**What the exercise asks**
Your answer must be every line of the data below that holds the string "Target", copied exactly.

**Available data**
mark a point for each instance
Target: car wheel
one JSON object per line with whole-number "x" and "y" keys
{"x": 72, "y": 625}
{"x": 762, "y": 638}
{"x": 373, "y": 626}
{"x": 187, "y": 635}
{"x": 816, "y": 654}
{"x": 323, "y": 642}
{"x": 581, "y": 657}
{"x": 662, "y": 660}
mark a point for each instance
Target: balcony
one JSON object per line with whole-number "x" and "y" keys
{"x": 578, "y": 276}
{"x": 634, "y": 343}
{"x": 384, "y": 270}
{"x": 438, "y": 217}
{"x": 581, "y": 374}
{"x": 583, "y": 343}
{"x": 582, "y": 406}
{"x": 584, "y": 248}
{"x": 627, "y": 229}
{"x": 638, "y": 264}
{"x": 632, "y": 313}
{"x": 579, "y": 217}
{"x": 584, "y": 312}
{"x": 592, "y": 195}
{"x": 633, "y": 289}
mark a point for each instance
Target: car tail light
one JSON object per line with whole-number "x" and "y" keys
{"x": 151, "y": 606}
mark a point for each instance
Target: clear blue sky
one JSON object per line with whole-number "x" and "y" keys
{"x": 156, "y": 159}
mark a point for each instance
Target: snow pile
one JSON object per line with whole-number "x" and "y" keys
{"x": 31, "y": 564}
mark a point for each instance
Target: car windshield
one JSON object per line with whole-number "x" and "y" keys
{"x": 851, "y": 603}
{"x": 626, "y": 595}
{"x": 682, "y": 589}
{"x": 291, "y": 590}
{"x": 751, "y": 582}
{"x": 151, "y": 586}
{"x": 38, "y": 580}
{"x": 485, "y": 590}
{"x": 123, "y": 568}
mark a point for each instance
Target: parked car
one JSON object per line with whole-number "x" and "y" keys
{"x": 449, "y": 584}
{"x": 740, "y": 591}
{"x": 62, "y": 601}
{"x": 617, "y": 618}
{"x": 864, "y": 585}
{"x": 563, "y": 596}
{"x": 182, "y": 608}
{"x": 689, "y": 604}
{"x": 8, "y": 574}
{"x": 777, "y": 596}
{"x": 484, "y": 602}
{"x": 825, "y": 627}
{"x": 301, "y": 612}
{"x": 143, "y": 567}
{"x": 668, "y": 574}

**Solution to this task**
Target: car wheel
Target: balcony
Target: car tail light
Target: clear blue sky
Target: snow pile
Target: car windshield
Target: parked car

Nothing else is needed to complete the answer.